#### SHORT EXERCISE:
Reproduce verbatim the stretch of the records from the line containing "Mark the sky." through the end of the records, and nothing else.

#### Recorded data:
-*-

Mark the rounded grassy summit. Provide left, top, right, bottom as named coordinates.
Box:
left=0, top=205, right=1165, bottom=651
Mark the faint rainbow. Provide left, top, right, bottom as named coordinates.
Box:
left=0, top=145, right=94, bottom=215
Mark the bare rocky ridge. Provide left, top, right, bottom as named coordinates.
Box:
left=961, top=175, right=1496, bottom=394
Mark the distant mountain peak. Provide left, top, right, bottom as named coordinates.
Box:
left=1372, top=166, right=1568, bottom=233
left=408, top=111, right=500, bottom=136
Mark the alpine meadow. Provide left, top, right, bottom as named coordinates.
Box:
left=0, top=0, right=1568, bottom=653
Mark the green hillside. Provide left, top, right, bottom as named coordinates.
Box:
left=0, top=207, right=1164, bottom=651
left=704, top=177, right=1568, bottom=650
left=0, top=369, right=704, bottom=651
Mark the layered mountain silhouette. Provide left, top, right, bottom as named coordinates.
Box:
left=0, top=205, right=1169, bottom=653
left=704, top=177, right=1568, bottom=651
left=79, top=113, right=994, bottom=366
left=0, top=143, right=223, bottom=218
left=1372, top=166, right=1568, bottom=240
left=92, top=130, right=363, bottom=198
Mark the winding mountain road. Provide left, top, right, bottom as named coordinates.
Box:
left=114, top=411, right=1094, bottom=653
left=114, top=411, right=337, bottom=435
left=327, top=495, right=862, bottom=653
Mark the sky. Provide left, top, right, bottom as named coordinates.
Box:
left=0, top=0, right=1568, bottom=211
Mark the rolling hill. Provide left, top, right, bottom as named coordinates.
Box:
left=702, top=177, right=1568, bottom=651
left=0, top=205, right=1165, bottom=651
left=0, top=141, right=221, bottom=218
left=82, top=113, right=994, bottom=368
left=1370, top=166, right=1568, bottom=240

-*-

#### REPLY TO THE TASK:
Mark the sky. Provide left, top, right, bottom as named coordinates.
Box:
left=0, top=0, right=1568, bottom=211
Mark the rolling hill. Provide left, top, right, bottom as named coordinates.
Box:
left=702, top=177, right=1568, bottom=651
left=0, top=205, right=1165, bottom=651
left=0, top=141, right=221, bottom=218
left=82, top=113, right=994, bottom=368
left=1370, top=166, right=1568, bottom=240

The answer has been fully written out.